### [What is required]
Whenever a line in the data below includes the string "stone", copy it out.

Saved entries:
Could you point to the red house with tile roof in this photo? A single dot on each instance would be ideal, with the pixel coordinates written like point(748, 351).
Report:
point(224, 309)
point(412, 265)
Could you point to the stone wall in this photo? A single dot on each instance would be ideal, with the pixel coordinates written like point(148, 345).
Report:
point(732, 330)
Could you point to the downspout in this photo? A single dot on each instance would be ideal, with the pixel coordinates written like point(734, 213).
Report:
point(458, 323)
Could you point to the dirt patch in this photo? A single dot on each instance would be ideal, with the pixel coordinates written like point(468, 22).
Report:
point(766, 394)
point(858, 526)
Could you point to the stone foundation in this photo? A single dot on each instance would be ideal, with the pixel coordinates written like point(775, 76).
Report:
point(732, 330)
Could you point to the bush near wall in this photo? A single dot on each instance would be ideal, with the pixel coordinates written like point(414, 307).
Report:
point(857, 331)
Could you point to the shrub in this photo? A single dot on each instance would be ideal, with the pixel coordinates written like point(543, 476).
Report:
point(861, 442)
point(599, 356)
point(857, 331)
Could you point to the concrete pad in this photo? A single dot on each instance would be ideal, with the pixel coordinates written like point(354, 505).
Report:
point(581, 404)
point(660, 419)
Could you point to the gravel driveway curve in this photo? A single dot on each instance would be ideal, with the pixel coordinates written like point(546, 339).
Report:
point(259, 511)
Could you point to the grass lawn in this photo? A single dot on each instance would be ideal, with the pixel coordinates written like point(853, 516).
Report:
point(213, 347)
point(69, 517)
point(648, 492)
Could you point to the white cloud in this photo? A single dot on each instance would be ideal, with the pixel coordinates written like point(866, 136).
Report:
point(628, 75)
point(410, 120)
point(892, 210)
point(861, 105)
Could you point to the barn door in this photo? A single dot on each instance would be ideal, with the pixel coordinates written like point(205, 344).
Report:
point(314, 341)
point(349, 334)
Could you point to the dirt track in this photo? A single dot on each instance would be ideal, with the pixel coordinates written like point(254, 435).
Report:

### [Exercise output]
Could you point to the stone wall in this photo? A single dot on each instance would be ideal, with the pixel coordinates written like point(148, 345).
Could you point to the stone foundation in this photo? A single dot on each instance would be ideal, with the pixel coordinates written like point(775, 76).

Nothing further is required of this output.